▸ Task objective:
In the listing below, find each line that holds "above" and list it.

▸ Supplied information:
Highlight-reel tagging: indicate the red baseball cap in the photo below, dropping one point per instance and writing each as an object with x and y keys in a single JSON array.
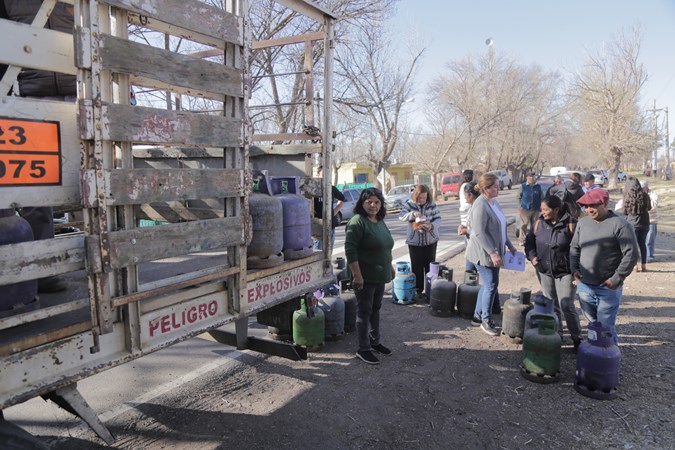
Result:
[{"x": 594, "y": 197}]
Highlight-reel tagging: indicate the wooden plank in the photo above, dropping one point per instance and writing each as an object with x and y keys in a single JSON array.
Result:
[
  {"x": 190, "y": 19},
  {"x": 285, "y": 149},
  {"x": 36, "y": 340},
  {"x": 284, "y": 137},
  {"x": 151, "y": 297},
  {"x": 157, "y": 126},
  {"x": 137, "y": 186},
  {"x": 37, "y": 259},
  {"x": 68, "y": 192},
  {"x": 169, "y": 67},
  {"x": 128, "y": 247},
  {"x": 36, "y": 48},
  {"x": 297, "y": 39}
]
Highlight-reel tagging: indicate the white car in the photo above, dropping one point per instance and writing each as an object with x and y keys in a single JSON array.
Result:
[{"x": 504, "y": 178}]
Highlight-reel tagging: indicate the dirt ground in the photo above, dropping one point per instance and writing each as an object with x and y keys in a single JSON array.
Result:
[{"x": 447, "y": 385}]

▸ Exercise result:
Highlight-reel tagging: indicate the wooden plank in the photo above, dropping one point per instance and writing each as an object with x and y keys in a single JSON array.
Highlight-reel tagging: indicate the white car in the photo above, dropping one point per instance and writing each as an object with x and y keys in a single JSON array.
Highlight-reel tagging: indicate the dirt ground in the photo above, dropping one point per instance and writing each as an object with x and y keys in a single JSON array.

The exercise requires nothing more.